* Problem requirements
Could you set down exactly the lines in the records below between the line holding "Target: black upper" and the line holding "Where can the muddy", inclusive?

* Task material
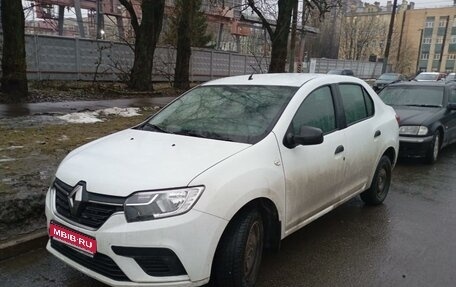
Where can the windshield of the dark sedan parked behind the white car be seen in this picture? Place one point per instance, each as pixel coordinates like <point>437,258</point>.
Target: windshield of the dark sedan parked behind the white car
<point>413,96</point>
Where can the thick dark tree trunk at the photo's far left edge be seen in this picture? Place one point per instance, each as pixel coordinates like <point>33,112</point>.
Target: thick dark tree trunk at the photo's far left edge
<point>14,78</point>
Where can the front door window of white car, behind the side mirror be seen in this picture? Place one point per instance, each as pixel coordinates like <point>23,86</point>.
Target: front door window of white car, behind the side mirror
<point>317,110</point>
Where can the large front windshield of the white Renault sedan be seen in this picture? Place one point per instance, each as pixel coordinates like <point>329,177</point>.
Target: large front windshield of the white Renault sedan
<point>232,113</point>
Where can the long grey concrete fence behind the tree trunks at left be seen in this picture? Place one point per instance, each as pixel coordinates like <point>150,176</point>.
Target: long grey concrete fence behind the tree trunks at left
<point>62,58</point>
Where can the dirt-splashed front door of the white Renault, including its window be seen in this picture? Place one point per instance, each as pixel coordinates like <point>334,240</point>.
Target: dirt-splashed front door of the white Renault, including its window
<point>313,173</point>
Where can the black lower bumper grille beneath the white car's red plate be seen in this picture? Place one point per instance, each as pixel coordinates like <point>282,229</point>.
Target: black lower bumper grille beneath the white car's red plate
<point>99,263</point>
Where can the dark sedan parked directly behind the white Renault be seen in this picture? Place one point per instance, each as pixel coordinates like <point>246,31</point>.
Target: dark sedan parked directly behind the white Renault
<point>427,112</point>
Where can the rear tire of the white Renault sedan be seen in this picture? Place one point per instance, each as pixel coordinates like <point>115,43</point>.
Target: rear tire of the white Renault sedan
<point>381,182</point>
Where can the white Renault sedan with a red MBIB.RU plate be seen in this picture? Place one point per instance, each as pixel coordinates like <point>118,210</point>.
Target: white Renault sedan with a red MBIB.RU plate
<point>233,166</point>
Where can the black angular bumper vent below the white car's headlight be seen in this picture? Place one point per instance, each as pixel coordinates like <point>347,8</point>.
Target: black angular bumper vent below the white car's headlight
<point>156,262</point>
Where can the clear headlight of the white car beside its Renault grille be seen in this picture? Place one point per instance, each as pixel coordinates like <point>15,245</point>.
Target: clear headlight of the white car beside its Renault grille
<point>147,205</point>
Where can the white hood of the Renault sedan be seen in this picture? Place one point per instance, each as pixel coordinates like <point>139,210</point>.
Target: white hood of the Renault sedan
<point>134,160</point>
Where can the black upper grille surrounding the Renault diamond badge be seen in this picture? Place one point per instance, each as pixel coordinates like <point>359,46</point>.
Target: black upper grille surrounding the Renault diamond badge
<point>94,209</point>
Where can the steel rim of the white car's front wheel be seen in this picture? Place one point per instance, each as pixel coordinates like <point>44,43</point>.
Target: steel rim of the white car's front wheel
<point>252,247</point>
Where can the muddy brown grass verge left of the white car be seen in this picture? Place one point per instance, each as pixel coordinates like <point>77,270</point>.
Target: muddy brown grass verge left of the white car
<point>30,150</point>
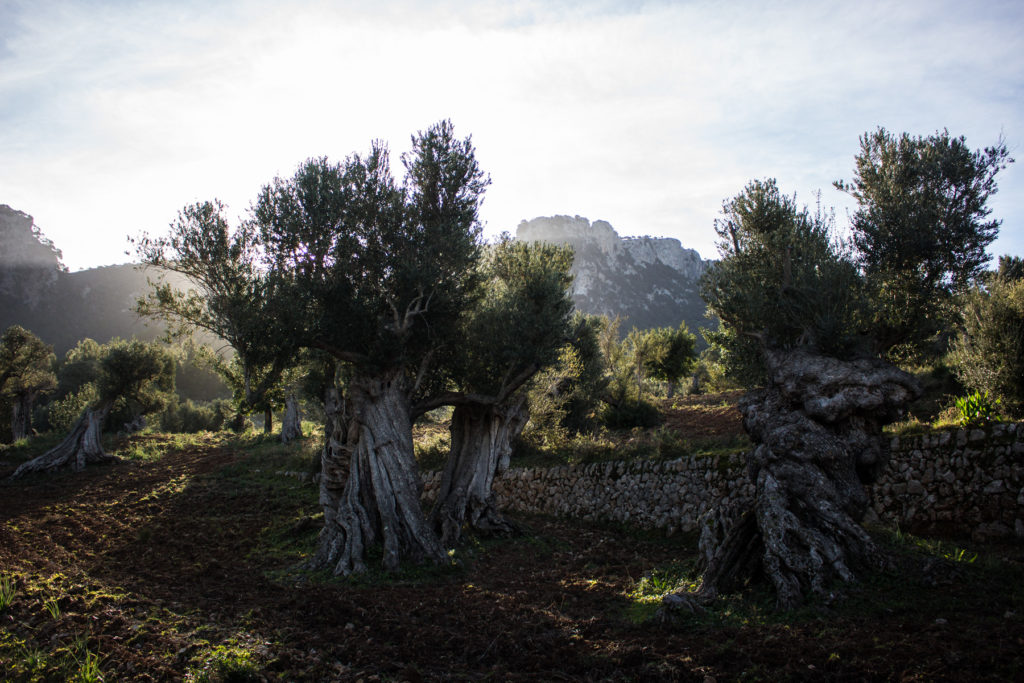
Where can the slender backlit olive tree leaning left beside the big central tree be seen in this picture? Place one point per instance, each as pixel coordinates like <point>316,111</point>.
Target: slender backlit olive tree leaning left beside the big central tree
<point>231,296</point>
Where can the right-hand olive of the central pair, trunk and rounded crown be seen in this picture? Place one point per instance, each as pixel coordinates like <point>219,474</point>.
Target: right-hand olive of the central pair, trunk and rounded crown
<point>518,328</point>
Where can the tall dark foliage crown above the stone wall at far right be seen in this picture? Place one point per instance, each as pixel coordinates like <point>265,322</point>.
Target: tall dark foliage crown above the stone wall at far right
<point>921,231</point>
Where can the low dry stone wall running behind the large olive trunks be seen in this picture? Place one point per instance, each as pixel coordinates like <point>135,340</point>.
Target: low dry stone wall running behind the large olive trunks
<point>958,481</point>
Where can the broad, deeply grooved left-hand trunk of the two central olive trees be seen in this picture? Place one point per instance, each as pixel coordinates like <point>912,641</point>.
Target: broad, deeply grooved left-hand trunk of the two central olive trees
<point>370,484</point>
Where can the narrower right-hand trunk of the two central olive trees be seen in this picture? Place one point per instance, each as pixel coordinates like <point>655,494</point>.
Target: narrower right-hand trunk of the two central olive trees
<point>482,444</point>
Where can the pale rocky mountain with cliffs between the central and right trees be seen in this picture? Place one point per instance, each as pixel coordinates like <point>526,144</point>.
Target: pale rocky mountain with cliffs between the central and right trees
<point>650,282</point>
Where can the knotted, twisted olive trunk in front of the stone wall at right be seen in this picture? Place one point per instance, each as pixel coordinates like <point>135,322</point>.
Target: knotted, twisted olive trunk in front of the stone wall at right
<point>818,436</point>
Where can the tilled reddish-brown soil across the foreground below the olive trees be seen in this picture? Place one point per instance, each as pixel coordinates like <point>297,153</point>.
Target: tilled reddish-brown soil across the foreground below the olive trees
<point>155,564</point>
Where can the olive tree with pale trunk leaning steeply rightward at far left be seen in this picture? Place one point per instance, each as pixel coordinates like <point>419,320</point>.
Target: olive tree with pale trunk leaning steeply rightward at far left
<point>137,374</point>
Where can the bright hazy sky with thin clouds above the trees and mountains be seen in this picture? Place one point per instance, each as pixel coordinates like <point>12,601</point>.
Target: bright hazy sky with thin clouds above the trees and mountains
<point>116,114</point>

* Task response
Target: black upper grille surrounding the Renault diamond badge
<point>94,209</point>
Where can the steel rim of the white car's front wheel be seen in this picture? Place one point per instance, each as pixel coordinates like <point>44,43</point>.
Target: steel rim of the white car's front wheel
<point>252,247</point>
Where can the muddy brown grass verge left of the white car be seen in this picture? Place one point per instance, each as pixel coordinates like <point>77,270</point>.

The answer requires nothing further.